--- START SOURCE PASSAGE ---

FXstreet.com (Barcelona) - After what was an extremely busy week of economic releases and central bank monetary policy meetings, the EUR/USD finished the week up 87 pips at 1.3116. The price action remains extremely choppy with neither side being able to sustain any follow through for a substantial amount of time. Many analysts are now wondering whether or not the “risk on” mentality which was boosted by the better than expected US Jobs data will have any follow through going into upcoming week and how will it influence the foreign exchange market.

According to Kathy Lien of BK Asset Management, “Investors put on their rose colored glasses today and drove currencies and equities sharply higher on the back of stronger job growth in the month of April. At a time when other central banks like the ECB and BoJ are kick starting a new round of easing, the better than expected labor market report will keep the Fed comfortably on hold. The question now is whether the payroll driven rally in FX (and stocks) will last. With far less important data on the calendar next week, we think investors will remain optimistic.”

She went on to add, “The resilience of the euro continues to impress us. Despite the European Central Bank's rate cut on Thursday, the European Commission's downgraded GDP forecasts and stronger than expected U.S. data, the euro traded higher against the U.S. dollar. The 1.30 level continues to provide support for the currency pair and while the euro's reaction today is the classic V shaped reversal that we have grown accustomed to seeing after non-farm payrolls, the stark contrast between Eurozone and U.S. economic data along with the monetary policy bias of the ECB and Fed should have kept pressure on the euro. Nonetheless, as U.S. stocks rose to fresh record highs, the EUR/USD erased its post NFP losses.”

--- END SOURCE PASSAGE ---

COMPLETE THE FOLLOWING
(A) Using the currency report, answer each question:
(i) At what level did the EUR/USD finish the week?
(ii) Which firm is Kathy Lien with?
(iii) Which level does Lien say continues to provide support for the currency pair?
(B) Decide whether each statement agrees with the currency report, and back each yes or no with the deciding words from it:
(i) The EUR/USD ended the week 87 pips lower.
(ii) Lien expects investors to stay optimistic in the coming week.
(iii) The European Central Bank raised its rate on Thursday.
(C) Proceed with the currency report on the EUR/USD, picking up after its final sentence.

--- START DATA EXTRACT ---

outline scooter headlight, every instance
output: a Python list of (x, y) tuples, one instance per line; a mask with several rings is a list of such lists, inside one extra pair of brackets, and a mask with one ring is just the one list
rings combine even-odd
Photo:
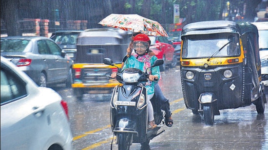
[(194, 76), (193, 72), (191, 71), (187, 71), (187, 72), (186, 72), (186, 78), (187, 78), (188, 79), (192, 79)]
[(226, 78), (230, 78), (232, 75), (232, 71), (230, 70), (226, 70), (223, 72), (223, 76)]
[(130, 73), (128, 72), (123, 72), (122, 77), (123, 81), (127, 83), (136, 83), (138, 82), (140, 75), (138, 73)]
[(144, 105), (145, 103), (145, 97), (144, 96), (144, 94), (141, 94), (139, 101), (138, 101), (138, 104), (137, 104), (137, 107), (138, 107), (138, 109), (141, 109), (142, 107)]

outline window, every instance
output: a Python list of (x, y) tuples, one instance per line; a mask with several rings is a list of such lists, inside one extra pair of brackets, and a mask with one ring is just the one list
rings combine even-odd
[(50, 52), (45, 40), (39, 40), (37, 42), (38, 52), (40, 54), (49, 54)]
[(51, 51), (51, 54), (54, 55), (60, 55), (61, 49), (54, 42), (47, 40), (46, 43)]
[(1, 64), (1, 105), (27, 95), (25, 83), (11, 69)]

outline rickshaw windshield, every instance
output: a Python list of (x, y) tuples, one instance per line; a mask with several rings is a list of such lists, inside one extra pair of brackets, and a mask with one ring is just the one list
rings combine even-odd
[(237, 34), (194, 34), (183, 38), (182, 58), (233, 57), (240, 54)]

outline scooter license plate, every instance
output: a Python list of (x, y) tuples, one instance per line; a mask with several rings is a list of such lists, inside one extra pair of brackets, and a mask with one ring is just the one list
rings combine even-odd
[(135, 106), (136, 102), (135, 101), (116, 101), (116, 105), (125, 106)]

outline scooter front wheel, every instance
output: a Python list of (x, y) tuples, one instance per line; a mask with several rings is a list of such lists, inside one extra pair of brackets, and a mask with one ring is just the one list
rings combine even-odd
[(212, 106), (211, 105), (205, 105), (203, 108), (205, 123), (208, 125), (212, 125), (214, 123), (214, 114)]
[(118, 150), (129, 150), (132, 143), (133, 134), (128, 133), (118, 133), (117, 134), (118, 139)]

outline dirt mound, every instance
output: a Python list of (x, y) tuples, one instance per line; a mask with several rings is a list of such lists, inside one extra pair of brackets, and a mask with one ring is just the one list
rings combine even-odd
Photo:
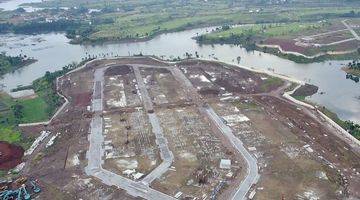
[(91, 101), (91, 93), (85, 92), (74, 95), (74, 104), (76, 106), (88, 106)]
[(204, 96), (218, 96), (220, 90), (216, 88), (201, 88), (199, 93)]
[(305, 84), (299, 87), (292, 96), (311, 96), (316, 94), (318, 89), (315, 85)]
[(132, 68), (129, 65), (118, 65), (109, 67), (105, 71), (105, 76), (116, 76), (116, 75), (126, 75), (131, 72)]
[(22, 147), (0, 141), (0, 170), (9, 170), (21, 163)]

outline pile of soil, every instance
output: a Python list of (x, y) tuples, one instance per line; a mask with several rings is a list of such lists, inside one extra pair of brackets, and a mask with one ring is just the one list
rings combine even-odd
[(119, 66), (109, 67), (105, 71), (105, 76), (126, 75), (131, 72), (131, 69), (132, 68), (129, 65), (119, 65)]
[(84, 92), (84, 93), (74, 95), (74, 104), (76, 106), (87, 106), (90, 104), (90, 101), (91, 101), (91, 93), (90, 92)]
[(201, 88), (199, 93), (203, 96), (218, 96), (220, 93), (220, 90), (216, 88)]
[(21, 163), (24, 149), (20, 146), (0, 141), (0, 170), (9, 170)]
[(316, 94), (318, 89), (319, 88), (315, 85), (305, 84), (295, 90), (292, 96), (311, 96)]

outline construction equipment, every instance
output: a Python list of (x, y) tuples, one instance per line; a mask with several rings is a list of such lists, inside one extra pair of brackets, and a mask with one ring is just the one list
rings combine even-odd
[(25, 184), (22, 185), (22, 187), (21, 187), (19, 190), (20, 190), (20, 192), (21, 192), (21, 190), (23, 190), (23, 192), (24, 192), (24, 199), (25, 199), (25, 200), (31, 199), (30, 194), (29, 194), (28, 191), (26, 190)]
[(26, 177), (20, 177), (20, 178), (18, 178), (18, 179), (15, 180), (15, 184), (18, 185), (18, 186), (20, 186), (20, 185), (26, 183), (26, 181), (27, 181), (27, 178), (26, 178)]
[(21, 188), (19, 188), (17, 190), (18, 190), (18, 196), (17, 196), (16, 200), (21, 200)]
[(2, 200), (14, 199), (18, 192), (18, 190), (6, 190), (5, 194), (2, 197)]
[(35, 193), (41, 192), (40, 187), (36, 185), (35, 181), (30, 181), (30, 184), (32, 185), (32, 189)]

--- END DATA EXTRACT ---

RESULTS FOR EACH TASK
(A)
(i) 1.3116
(ii) BK Asset Management
(iii) The 1.30 level

(B)
(i) No: "the EUR/USD finished the week up 87 pips at 1.3116"
(ii) Yes: "we think investors will remain optimistic"
(iii) No: "Despite the European Central Bank's rate cut on Thursday"

(C)
Other analysts believe the US Jobs report was impressive, particularly when breaking down the job growth by sector. Furthermore, this chould be supportive of the US Dollar in coming sessions.

According to Kathleen Brooks of Forex.com, “Overall this is a solid report for a couple of reasons: 1, the sectors of the economy creating jobs are heavily focused on the consumer – the largest sector in the economy, and 2, the decline in the unemployment rate was not solely down to a decline in the labour force participation rate.”

She went on to add, “While 165K jobs growth is not stunning, the market is adjusting to the fact that the BLS massively under-estimated payrolls in recent months, the last two months’ of revisions have been +114k. So job growth, while not a rapid pace, is at least not as bad as we thought it was this time last month. This makes the possibility of an extension of QE3 less likely, although this data does not seal the deal on a tapering of purchases either. Thus, the dollar may be in recovery mode, Treasuries are likely to rise, but gains could be capped, in our view.”

So after all the economic releases, monetary policy meetings, and central bank comments on future policy, what are the charts saying? Well the over-all longer term technical picture remains similar to what it was last week at this time. However, breaking down the charts into shorter term time frames there are some levels worth noting.

According to Val Bednarik of FXStreet.com, “The EUR/USD starts the week slightly higher, trading above 1.3100 after Friday US employment figures up beat expectations and sent local share markets to fresh all time highs. Initial dollar gains were erased by high yielders demand, leaving the EUR/USD finally unchanged from pre news level. She went on to add, “The 4 hours chart maintains a negative tone, with indicators heading south below their midlines and 20 SMA capping the upside around 1.3140: renewed selling interest below 1.3100 should lead to more slides with 1.3000/40 then at sight for today. “

From a longer term technical perspective, the daily and weekly charts continue to give mixed signals. This confusing technical set up is most likely influencing market participants to get involved in other fx pairs where the trend is more clear such as the yen crosses. Furthermore, both short term moving averages and momentum indicators (rsi) remain in neutral technical set up on the weekly EUR/USD. Until the market can break out of the rent range between 1.3250 and 1.2950, expect conditions to remain choppy.